> **Objective**:
Reproduce in full each line below that contains the word "black".

> **Information shown**:
* * *
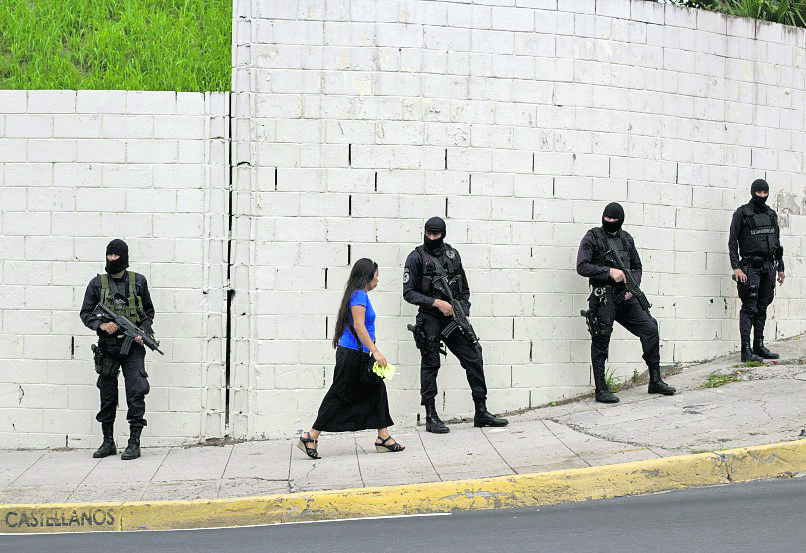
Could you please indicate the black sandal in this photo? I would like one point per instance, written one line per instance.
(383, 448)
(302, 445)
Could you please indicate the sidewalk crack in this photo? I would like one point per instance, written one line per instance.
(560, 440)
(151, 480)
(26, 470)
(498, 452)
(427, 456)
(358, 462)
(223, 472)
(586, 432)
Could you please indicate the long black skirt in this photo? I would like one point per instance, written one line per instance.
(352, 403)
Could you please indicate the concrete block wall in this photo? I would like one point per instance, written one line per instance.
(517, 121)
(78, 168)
* * *
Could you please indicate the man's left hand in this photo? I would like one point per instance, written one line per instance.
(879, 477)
* * *
> **Solution for this task**:
Could you please indicate the black sandal in this photo? I would like one point per instance, written one line per instance.
Could you please indicate the long black skirt in this photo? I would like one point per instance, written one line per instance.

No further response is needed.